_Text:_
Nine-year-old Ben isn’t necessarily a bad kid. He just does things that aren’t very good. He torments his younger sister Sophie, has no regard for the property of others, and is otherwise willful and inconsiderate. His mother sends him to his grandfather’s house one day as punishment, and Ben isn’t contrite for what he’s done. But all that is about to change.

In the award-winning YA novel, Beyond Dark Waters by British writer Des Birch, everything is connected; actions have consequences that affect everything else. While on an errand for his grandfather, Ben climbs an old oak tree by the river to carve his initials in its bark. He loses his grip, falls out of the tree and loses consciousness. When he opens his eyes, he is underwater looking up at a huge otter. Strangely, Ben is able to breathe in this new environment.


So begins the boy’s transformation — both figuratively and literally. As the otter explains, he’s not just a boy, he’s a Quinling:

“Every once in a while, nature chooses a creature from one species to enter into five other species. … This creature is to be given the opportunity to live as another creature for a time. Then when it has learned what it has to learn, it will live as another creature until it has lived as five different creatures. …That way it can go back and teach its own kind how best to get on with other species.”

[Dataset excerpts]
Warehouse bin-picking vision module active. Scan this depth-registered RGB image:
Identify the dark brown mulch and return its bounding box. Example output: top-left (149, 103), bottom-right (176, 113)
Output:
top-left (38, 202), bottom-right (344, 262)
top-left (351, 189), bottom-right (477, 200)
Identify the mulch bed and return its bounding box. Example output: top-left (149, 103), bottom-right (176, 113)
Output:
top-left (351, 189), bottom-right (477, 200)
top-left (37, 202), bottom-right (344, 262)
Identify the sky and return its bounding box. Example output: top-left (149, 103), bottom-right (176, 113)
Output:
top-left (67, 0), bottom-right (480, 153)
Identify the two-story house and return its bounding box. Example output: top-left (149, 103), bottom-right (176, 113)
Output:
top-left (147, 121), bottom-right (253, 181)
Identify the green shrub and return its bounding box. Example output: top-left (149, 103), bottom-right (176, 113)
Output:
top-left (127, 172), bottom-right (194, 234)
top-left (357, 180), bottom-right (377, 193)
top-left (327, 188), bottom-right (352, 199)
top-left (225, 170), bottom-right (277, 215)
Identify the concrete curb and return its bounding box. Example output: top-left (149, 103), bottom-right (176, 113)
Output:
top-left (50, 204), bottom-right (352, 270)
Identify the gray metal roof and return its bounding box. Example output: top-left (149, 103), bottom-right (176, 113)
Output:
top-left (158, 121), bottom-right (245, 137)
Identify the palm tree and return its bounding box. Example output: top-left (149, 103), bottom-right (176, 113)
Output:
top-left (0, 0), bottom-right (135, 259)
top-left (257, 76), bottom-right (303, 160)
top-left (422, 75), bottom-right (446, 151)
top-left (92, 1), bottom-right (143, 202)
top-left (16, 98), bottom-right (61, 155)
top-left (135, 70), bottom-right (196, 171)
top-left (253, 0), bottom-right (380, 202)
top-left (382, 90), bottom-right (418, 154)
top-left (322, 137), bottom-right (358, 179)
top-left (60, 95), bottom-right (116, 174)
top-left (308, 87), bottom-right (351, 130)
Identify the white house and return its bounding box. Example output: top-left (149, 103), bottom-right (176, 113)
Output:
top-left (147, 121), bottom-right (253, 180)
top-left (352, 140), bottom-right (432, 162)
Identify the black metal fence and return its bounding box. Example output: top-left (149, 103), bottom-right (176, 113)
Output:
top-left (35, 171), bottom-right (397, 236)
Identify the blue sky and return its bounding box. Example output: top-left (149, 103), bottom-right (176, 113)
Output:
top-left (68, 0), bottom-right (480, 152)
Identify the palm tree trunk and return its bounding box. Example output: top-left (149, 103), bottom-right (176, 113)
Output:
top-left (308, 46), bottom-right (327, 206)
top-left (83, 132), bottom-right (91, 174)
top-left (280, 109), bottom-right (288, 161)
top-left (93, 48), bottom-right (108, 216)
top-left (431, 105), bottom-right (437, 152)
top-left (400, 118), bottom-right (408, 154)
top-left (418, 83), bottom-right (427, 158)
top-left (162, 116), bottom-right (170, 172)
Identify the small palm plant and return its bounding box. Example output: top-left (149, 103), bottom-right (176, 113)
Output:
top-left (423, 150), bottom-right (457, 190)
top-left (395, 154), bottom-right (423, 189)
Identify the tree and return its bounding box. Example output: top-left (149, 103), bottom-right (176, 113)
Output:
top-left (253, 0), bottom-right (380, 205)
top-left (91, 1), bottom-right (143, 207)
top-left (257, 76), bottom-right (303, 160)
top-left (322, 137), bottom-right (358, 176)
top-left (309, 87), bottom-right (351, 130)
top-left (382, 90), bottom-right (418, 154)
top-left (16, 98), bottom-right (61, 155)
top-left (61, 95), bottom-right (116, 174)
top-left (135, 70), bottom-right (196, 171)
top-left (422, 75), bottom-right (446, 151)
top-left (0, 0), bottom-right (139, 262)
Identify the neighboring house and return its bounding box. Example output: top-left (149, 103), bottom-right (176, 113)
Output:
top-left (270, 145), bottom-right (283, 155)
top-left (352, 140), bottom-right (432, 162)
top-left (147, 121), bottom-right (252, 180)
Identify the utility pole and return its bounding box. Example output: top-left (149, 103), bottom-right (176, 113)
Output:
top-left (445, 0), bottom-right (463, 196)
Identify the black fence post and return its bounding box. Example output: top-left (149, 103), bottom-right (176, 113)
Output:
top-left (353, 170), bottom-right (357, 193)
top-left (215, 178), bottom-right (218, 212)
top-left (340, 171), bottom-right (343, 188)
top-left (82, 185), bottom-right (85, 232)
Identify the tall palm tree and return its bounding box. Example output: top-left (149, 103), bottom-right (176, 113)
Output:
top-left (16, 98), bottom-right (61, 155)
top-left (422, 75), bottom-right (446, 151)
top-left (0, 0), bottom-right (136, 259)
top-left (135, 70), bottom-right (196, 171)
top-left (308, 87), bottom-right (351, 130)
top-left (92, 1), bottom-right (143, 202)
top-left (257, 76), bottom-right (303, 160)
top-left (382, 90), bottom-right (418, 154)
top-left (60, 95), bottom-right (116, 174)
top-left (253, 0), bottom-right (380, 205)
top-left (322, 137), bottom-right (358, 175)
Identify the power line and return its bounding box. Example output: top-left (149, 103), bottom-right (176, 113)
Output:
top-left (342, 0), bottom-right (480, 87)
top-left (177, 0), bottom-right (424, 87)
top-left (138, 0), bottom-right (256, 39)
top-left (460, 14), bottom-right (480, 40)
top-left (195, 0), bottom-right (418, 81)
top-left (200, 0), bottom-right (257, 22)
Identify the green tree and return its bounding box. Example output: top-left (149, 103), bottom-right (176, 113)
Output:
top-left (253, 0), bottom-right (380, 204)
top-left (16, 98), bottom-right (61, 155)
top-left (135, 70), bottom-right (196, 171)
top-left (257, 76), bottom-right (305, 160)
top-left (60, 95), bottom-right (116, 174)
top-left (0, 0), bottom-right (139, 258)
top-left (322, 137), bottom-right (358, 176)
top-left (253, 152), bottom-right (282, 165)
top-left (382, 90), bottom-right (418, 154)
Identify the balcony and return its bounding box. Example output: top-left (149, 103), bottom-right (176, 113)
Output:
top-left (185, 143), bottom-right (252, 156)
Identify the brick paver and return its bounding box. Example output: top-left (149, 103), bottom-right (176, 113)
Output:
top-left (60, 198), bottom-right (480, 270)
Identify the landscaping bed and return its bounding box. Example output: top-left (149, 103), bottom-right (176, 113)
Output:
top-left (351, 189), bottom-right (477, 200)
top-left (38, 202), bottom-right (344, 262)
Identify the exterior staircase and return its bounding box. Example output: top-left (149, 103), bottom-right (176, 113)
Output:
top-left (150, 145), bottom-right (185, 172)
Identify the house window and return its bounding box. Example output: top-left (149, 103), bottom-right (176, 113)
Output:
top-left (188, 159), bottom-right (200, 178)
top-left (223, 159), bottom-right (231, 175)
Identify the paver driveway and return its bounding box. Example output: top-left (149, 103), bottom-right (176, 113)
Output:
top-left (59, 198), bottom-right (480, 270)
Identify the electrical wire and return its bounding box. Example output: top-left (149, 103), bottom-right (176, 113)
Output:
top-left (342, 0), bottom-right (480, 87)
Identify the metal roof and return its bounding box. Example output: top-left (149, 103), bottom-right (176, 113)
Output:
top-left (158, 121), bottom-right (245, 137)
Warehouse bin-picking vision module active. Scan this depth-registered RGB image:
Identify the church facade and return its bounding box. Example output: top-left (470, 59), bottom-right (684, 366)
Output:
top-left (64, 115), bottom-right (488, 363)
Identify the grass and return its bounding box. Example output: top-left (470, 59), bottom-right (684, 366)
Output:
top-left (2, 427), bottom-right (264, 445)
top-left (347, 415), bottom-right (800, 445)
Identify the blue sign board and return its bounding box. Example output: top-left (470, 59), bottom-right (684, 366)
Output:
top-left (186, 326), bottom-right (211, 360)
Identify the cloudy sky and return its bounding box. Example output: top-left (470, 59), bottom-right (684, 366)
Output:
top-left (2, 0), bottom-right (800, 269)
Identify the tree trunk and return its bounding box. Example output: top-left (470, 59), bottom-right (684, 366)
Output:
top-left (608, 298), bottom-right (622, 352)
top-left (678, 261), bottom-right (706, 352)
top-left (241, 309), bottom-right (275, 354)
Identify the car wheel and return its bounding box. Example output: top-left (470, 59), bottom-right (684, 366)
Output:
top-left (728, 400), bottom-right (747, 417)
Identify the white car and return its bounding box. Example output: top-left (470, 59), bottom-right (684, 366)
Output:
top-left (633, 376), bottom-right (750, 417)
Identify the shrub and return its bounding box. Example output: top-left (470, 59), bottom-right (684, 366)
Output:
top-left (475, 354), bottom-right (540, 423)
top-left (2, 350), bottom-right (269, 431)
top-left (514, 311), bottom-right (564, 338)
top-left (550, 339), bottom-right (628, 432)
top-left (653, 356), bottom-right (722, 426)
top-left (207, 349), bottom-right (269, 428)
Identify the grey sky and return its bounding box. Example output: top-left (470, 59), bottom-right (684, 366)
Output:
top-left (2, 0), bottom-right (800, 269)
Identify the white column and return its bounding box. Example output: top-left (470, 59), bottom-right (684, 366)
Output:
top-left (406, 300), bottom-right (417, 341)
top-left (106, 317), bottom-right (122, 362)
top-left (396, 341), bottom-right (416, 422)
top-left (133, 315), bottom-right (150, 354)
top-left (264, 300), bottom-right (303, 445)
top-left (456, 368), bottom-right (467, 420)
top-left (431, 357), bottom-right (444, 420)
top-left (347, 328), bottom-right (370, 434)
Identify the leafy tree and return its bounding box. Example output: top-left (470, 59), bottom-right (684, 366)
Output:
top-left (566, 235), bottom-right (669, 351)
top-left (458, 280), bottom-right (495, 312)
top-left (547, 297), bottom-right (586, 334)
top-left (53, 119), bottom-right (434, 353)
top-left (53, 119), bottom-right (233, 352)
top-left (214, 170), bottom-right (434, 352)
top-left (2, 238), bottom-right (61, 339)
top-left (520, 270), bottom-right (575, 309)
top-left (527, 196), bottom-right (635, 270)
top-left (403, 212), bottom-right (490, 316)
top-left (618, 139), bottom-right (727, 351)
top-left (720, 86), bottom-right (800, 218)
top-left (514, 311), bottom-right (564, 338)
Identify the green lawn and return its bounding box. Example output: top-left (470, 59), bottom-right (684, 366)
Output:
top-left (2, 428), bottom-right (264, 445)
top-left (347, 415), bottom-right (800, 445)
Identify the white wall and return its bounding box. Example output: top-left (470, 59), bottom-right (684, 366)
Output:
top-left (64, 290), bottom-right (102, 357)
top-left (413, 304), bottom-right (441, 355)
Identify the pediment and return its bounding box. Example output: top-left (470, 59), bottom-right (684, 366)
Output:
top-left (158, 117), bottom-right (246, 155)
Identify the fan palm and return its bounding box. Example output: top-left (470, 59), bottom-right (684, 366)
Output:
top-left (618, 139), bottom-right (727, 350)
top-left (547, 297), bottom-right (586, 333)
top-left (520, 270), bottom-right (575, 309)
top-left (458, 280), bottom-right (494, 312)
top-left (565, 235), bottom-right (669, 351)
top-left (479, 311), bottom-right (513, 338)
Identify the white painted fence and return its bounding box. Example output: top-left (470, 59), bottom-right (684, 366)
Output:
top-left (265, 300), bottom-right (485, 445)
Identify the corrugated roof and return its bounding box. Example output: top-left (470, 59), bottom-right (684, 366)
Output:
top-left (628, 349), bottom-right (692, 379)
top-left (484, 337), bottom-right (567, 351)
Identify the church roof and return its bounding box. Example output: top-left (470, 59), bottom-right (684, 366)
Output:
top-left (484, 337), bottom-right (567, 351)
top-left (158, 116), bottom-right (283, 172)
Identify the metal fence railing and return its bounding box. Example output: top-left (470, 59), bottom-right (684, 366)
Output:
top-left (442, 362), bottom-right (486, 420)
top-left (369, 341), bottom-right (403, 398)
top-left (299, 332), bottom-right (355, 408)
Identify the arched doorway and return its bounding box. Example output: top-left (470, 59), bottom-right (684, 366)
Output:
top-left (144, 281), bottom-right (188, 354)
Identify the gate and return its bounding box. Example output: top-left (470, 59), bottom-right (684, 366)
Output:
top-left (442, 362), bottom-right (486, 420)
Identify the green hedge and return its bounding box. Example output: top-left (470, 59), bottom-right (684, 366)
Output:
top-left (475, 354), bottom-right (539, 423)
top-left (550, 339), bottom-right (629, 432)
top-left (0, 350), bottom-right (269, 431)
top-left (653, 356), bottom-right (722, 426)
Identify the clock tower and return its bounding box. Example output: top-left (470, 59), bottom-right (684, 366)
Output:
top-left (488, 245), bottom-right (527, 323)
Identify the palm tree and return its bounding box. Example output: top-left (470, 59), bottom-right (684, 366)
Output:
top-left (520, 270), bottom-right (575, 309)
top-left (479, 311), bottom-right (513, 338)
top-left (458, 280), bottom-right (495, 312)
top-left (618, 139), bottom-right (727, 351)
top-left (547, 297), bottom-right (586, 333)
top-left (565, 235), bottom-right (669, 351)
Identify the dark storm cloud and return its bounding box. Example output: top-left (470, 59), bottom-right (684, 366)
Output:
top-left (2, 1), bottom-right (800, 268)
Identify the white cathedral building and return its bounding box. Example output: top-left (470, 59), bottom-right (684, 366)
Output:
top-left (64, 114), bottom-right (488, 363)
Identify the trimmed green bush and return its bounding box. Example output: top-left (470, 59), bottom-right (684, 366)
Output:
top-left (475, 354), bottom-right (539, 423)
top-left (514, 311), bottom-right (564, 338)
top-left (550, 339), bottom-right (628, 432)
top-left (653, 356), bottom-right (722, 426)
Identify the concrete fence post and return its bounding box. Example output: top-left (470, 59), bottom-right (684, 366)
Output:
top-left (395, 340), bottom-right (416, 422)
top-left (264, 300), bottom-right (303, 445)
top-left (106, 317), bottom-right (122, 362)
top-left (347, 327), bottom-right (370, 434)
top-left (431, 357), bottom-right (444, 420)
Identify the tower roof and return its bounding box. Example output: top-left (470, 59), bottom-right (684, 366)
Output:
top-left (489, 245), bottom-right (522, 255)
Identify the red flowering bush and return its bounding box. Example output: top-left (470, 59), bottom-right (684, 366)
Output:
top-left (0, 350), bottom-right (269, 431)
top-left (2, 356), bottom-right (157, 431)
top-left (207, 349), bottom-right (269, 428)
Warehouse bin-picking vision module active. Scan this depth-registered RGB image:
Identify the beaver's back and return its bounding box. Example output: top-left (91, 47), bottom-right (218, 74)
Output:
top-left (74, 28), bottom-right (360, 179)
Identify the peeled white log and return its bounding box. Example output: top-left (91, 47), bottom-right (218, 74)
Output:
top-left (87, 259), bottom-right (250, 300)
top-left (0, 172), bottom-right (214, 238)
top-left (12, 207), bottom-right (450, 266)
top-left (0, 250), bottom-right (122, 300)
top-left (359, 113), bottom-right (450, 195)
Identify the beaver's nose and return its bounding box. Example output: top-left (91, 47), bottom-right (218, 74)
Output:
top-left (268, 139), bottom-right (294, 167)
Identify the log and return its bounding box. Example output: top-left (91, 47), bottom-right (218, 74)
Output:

_Action item A:_
In the text about Beyond Dark Waters, what does Ben climb in order to carve his initials?
_Action item B:_
Write the next part of the text about Beyond Dark Waters, picking up after its final sentence.

_Result A:_
He climbs an old oak tree by the river.

_Result B:_
We follow Ben as he learns key lessons at each phase of his shape-shifting odyssey. He lives for a time as various forms of life populating the lake-like widening of the river into which he has fallen — a bug, two species of fish, and two forms of vegetation. He is also forced to reckon with previous misdeeds, including dropping a half-full can of paint into the river earlier that day, an act that will have serious consequences for his newfound friends.

Ben’s adventures lead him into situations most kids eventually encounter: bullying, prejudice, substance abuse. He gets involved in social conflict among the creatures of the river, and must struggle to learn lessons of self-sacrifice and cooperation as he experiences an ecosystem from various vantage points, and increasing levels of maturity and responsibility. 


As a narrator and protagonist, Ben is relatable and entertaining. His observations are often funny and are utterly believable coming as they do from a nine year old. This would be enough to recommend the book, but there’s something deeper at play here that I believe elevates this work to the ranks of literary fiction. 

I was struck by not only Ben’s classical transformation of character through the rights of passage that comprise the story, but also by the way the reader is transported into the bodies and minds of the various species he becomes. If you’ve ever wondered what it’s like to be a fish or a tree, you are in for a treat. Here is just one of many evocative and inventive examples, taken from Ben’s experiences as a mayfly nymph shedding his exoskeleton for the first time:

“It was the strangest feeling I have ever experienced. Imagine being covered in a thin coating of plaster of Paris, and then bending at the waist. I twisted again and there was another crack. Finally I was able to kick off the last bits of my shell.”

Along the way, Ben interjects various interesting tidbits he remembers learning in school about biology and ecology. It’s clear that underneath his bad behavior and character flaws, he’s a bright boy with a curious mind.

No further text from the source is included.